§ **To do**
Copy out every line of the items below word for word, leaving out the pictures.

§ **Supplied data**
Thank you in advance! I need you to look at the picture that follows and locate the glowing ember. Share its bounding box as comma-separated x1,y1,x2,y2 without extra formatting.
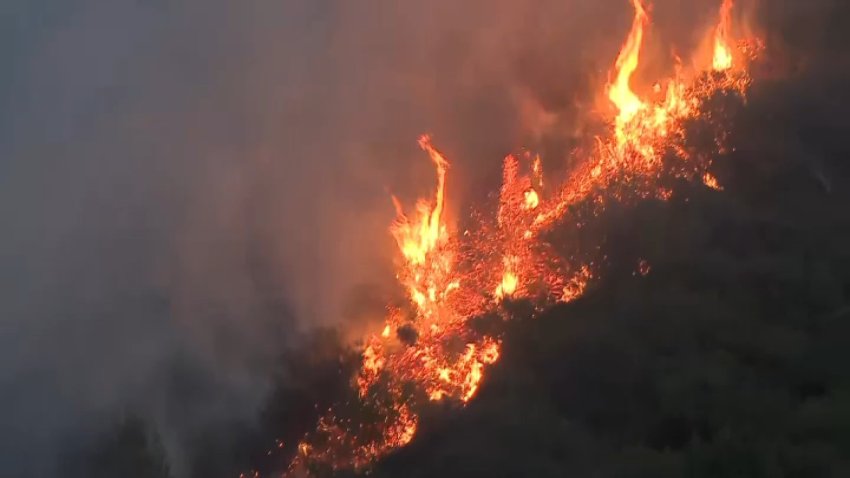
274,0,760,473
702,173,723,191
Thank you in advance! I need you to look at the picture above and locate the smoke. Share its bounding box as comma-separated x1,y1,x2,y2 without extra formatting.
0,0,768,477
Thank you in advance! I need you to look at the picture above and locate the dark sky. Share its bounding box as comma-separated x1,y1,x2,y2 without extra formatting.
0,0,748,477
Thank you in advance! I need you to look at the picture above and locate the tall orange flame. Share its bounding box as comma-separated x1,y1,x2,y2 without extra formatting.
712,0,734,71
608,0,649,145
274,0,750,476
391,135,449,264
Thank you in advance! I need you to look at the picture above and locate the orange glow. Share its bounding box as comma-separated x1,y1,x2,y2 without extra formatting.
608,0,649,143
712,0,734,71
525,189,540,209
702,172,723,191
280,0,757,472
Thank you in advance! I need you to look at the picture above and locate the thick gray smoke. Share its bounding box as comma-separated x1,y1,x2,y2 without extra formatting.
0,0,744,477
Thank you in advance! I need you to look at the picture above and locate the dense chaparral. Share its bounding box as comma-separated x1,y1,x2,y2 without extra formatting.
243,0,761,477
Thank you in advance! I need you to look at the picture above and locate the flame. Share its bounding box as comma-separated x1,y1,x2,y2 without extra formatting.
608,0,649,143
278,0,750,472
391,135,449,264
712,0,734,71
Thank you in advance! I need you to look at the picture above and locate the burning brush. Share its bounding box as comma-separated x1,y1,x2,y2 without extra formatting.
268,0,750,475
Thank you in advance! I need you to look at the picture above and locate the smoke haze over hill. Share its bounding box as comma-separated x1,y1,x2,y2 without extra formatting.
0,0,848,477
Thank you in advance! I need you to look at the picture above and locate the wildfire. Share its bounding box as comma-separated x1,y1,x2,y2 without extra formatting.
608,0,649,148
274,0,760,472
712,0,734,71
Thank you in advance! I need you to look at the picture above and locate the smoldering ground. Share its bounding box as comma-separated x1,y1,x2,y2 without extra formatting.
0,0,820,477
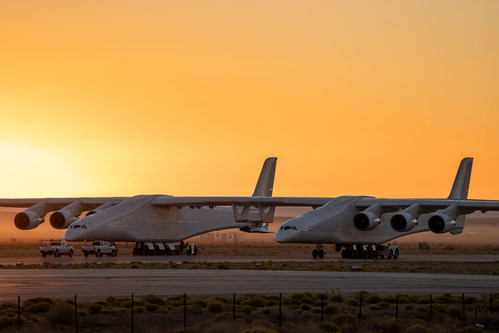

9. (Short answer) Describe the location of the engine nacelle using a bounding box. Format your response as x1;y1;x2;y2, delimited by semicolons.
14;210;45;230
390;212;418;232
353;211;381;231
428;214;456;234
50;209;78;229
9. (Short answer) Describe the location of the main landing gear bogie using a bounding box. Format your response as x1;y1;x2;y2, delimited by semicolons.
312;244;324;259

§ **Answer to this exercise**
Thank you in advance! I need you to look at the picture that follows and locate the glowing ember. Share its bounding box as comma-separated x1,y1,x2,y2 without extra formatting.
274,0,760,473
702,173,723,191
Thank you in advance! I need you to look at the picture above and locate the smoke. Share its bounding box as comma-separated x1,y1,x2,y2 without extra formatting.
0,0,768,477
Thank you in advance! I need you to look at the picture above and locate the dark sky. Share its bounding box as comma-separated x1,y1,x2,y2 without extra formatting.
0,0,748,477
Thank you in advance! I need you to look at the picture above and locate the tall orange flame. Share its bounding box as comma-separated x1,y1,x2,y2 without extra formatting.
712,0,734,71
608,0,649,145
274,0,750,476
391,135,449,264
Thank you in advance! I need you to look at the picture above and locate the orange glow. Share its bounding box as comma-separated x1,y1,x2,y2 without extra formatting.
608,0,649,143
712,0,734,71
525,189,540,209
702,172,723,191
280,0,757,472
Thank you in advance! I need you to look at the picture above and locate the thick gray smoke. Share its bounding box as comma-separated x1,y1,x2,y2 without extra formatting.
0,0,744,477
Thank you in advance! I need you to look at the picture above and locate the dense chaparral. Share its bounding box as comma-separated x1,y1,x2,y2 without extra formatting.
243,0,761,477
Thank you in advance! I need you to look at the picture above and locate the flame. Share its bounding box as comma-separated x1,y1,x2,y2 without extra formatting.
608,0,649,143
278,0,750,472
391,135,449,264
712,0,734,71
Thank you in advance! I need you to look at the picture above and locate the burning brush. Share its bounding box as comma-separated x1,y1,x2,y2 without extra formatting.
268,0,750,475
Thank you in advance! I need you to look at the picture above and locate the smoke haze over hill. Share its bounding box as comma-separated x1,y1,x2,y2 without extra formatting.
0,0,848,477
Thank you in advance! I need you to look at the picture above and locate the wildfire. Share its bounding box as comma-separated x1,y1,x2,y2 without extra formatting.
608,0,649,148
274,0,760,472
712,0,734,71
Thank you in advance! I need you to look at the picture above and locate the smoldering ground. Share its bounding box as comma-separated x1,y1,x2,y2 without extra formatting.
0,0,820,477

9. (Short answer) Describe the location of the engine nacelle using a bounding box. Format your response as x1;y1;x2;y2, delimited by semicolons.
14;210;45;230
390;212;418;232
353;211;381;231
428;214;456;234
50;209;78;229
9. (Short answer) Describe the location of the main landing gear bogie using a bounding box. Format your response as x1;y1;x2;y2, delimited by semicolons.
312;244;324;259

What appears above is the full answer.